___ Source data
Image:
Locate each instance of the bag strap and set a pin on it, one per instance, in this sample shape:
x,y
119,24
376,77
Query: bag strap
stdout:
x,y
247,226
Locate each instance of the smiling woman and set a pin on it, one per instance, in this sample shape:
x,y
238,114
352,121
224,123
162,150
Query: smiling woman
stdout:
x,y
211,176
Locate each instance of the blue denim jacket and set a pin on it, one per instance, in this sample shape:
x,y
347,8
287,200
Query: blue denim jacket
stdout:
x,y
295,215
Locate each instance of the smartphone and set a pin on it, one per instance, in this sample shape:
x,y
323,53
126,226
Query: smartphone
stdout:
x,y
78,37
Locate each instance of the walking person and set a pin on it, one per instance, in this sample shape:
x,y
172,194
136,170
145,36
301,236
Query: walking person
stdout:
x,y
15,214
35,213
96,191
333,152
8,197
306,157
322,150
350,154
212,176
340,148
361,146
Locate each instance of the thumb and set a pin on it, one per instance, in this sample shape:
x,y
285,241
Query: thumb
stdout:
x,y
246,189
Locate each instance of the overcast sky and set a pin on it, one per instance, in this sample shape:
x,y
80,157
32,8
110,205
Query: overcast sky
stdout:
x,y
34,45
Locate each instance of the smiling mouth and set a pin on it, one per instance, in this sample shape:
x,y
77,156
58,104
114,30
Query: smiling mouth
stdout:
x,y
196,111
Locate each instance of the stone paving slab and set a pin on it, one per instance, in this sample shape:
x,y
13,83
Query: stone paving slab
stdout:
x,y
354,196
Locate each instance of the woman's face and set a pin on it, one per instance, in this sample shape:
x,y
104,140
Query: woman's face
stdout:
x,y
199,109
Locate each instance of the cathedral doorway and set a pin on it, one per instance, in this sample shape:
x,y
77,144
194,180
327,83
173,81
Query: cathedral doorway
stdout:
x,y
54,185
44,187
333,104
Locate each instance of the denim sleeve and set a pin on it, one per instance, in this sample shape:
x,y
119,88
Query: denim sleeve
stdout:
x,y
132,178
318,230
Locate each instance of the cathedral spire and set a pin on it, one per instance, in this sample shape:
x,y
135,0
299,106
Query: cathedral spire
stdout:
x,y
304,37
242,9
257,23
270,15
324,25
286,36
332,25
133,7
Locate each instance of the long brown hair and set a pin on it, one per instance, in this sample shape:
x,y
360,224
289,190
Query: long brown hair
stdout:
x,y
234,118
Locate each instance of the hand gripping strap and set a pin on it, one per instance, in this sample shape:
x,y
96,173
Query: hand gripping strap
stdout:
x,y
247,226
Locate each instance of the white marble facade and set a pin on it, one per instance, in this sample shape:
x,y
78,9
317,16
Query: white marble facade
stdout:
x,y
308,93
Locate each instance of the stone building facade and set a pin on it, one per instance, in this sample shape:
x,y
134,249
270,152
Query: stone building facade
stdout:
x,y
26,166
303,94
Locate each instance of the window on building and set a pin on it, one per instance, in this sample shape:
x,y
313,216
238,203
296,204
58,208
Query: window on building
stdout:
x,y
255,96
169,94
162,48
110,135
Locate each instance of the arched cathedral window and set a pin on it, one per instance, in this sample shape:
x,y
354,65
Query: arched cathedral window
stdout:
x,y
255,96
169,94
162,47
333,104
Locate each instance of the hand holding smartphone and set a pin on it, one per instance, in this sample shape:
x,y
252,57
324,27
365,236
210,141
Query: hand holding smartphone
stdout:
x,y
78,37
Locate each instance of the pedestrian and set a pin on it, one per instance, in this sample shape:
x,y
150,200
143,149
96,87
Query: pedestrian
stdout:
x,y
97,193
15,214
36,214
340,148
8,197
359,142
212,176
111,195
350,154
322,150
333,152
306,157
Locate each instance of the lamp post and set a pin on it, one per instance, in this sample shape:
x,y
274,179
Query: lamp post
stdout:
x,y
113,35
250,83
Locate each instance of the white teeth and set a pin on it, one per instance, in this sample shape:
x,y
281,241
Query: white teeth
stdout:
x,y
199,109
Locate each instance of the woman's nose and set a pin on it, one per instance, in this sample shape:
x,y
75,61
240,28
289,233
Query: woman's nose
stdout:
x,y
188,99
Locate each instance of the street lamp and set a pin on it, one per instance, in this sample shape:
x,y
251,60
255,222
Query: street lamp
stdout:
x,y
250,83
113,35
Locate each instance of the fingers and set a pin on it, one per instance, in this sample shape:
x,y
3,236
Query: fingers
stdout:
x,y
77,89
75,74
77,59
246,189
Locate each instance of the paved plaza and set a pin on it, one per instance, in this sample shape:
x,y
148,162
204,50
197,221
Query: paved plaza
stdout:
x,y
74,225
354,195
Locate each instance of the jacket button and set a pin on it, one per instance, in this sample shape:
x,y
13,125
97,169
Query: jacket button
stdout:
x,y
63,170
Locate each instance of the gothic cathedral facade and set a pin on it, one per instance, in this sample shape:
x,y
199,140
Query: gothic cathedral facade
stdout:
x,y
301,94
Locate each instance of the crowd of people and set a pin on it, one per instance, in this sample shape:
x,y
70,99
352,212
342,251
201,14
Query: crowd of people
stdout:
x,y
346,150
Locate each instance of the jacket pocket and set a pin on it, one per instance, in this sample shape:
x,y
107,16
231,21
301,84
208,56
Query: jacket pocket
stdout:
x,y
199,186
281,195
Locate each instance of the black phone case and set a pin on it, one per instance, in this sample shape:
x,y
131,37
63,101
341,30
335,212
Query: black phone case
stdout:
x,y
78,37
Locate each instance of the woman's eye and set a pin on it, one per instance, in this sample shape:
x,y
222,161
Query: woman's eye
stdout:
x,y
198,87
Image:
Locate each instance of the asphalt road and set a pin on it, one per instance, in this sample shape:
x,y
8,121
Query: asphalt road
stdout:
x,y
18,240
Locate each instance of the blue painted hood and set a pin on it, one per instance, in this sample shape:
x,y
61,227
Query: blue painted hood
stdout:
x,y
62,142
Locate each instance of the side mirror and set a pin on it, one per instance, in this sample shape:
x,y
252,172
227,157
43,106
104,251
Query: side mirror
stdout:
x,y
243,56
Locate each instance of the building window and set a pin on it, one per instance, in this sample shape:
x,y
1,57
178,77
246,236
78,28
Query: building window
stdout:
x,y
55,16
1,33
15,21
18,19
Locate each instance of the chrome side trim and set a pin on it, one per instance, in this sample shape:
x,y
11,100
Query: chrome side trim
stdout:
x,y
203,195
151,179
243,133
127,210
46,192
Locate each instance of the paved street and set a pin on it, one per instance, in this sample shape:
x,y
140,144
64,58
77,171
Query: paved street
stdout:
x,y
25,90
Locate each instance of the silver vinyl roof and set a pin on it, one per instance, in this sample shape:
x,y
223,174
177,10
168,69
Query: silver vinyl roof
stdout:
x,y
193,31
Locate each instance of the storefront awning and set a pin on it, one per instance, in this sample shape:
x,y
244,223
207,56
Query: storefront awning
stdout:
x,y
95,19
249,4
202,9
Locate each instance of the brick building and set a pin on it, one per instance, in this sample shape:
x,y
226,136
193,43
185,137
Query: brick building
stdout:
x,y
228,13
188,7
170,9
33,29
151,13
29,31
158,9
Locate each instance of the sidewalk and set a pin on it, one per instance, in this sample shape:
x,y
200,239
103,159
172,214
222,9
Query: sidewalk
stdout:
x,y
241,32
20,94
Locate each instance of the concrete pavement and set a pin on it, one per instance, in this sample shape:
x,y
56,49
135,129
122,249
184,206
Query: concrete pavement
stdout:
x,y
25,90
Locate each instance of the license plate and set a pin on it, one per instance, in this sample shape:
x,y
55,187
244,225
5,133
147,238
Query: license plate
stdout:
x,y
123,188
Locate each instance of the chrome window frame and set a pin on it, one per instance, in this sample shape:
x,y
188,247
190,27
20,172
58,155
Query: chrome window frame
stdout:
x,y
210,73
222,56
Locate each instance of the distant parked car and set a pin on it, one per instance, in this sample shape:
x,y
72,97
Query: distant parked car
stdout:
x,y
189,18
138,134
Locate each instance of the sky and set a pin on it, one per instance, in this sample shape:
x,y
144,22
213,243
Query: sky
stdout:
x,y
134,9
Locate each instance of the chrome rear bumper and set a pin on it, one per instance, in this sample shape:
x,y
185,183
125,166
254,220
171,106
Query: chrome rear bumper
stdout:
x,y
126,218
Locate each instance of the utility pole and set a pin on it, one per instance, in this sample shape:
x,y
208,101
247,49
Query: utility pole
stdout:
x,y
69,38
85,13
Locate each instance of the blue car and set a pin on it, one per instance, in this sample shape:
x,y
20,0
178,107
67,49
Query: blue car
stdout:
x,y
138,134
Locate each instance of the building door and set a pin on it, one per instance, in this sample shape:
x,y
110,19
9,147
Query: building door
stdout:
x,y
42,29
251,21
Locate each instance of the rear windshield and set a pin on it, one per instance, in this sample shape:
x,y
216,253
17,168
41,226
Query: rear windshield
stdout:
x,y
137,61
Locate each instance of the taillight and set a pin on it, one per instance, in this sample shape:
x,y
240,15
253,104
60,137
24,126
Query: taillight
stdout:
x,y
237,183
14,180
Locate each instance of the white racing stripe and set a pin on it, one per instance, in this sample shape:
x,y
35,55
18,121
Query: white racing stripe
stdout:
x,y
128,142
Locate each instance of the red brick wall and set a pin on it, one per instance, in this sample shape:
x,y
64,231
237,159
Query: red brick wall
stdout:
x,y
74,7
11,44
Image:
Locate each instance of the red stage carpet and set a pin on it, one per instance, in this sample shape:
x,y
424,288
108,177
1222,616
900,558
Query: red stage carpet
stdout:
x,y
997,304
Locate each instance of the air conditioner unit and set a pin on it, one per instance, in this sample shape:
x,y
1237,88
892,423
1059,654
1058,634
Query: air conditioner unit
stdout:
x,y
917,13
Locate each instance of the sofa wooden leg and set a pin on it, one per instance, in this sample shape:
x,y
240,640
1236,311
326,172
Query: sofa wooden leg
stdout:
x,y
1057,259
______
**Work instructions:** Rewrite the rows, starting at the line that contains "Locate each instance of the air" and ending at the last row, with the requests included. Shift every answer coordinate by adding 136 to it, and leave the numbers in the requests and their format samples as they are.

**Written answer:**
Locate each instance of the air conditioner unit and set a pin on it, one per instance, in this sample shape:
x,y
1237,88
892,423
1059,654
1058,634
Query: air conditioner unit
stdout:
x,y
1053,149
Locate each instance of the sofa wooden leg and set a pin on it, one per instance, in this sample shape:
x,y
240,640
1236,311
326,172
Query: sofa wooden leg
stdout:
x,y
1193,395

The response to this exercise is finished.